» **EXTRACTED TEXT**
-=-=-

Sed and awk are powertools for editing.


The key is to learn to recognize situations when using one of these tools can pay off.


Sed is a non interactive stream-editor. Sed is best for accomplishing:


1) automated editing actions to be performed on one or more files

2) to simplify the task of performing the same edits on multiple files

3) to write conversion programs


Awk is a pattern matching programming language. It is best suited for processing data which has some type of structure.


Awk allows a user to:


1) View a text file as a textural database made up of records and fields

2) Use variables to manipulate the database.

3) Use arithmetic and string operators

4) Use common programming constructs such as loops and conditionals

5) Generate formatted reports

6) Define functions

7) Execute UNIX commands from a script

8) Process the result of UNIX commands

9) Process command-line arguments more gracefully

10) Work more easily with multiple input streams


REGULAR EXPRESSIONS! REGULAR EXPRESSIONS!


. * [...] [^...] ^$ \

extended

+?|()


Writing a sed script:


Think through what you want to do before you do it.

Describe, unambiguously, a procedure to do it.

Test the procedure repeatedly before committing to any final changes.


How Sed Works


All editing commands in a script are applied in order to each line of input. Commands are applied to all lines (globally) unless line addressing restricts the lines affected by editing commands. The original input file is unchanged; the editing commands modify a copy of original input line and the copy is sent to standard output


Sed applies the entire script to the first input line before reading the second input line and applying the editing script to it. Because sed is always working with the latest version of the original line, any edit that is made changes the line for subsequent edits by the script. This means that a pattern that might have matched the original input line may no longer match the line after an edit has been made.


Syntax


A line address is optional with any command. It can be a pattern described as a regular expression surrounded by slashes, a line number, or a line addressing symbol. Most sed commands can accept two comma separated addresses that indicate a range of lines[address]. Some commands cannot be applied to a range of lines[line-address].


[address]command can be applied to a range of lines i.e. 5,7 or pattern match

[line-address]command pattern match or single line address, cannot be applied to a range of lines

[address]{

command1

command2

command3

}


There are 25 commands:


Substitution

[address]s/pattern/replacement/flags flags for s are n (nth occurrence) g (global) p (print) w file (write to file)

-=-=-

» **PROVIDED DATA**
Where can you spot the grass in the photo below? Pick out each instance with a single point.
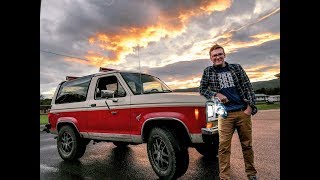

-=-=-

» **SET EXERCISE**
Carry on the notes about sed and awk, starting right after their last line.

» **EXERCISE RESULT**
The following are some examples of using sed to perform substitutions. Remember that "." is the Regular expression symbol for the wildcard match of any one character.

ls -la Output of ls -la command which will be the input to the following examples.

ls -la | sed -e 's/r.x/asd/g' Example Output which replaces all occurances of r.x

ls -la | sed -e 's/r.x/asd/1'Example Output which replaces the first occurance of r.x

ls -la | sed -e 's/r.x/asd/2'Example Output which replaces the second occurance of r.x

ls -la | sed -ne 's/rwx/asd/p'Example Output where the -n command line switch is used with p flag.

ls -la | sed -ne 's/r.x/(&)/3pw ./ex/s3pw' Example Output. The -n command line switch to suppress output and is used with p flag to print the lines where a substitution is made. The "&" metacharacter is used to represent the character string that was matched. The w flag is used to also write the output to the file ./ex/s3pw (output will still be sent to the standard output as well as written to a file.)

ls -la | sed -e '/\./s/rwx/asd/g' Example Output. This shows a pattern match which precedes the "s" command. The "\" escape character is used to escape the "." which normally has the meaning of a wildcard charchter. Here the escape causes it to be interpreted as a literal ".". The substituttion routine will only be ran on lines with a pattern match. (In this case "lines containing a period")


Delete (lower case)

[address]/d

ls -la | sed -e '1,6d'Example Output which deletes the first thru third lines


The next three commands must be specified over multiple lines. This is a different syntax than all other sed commands.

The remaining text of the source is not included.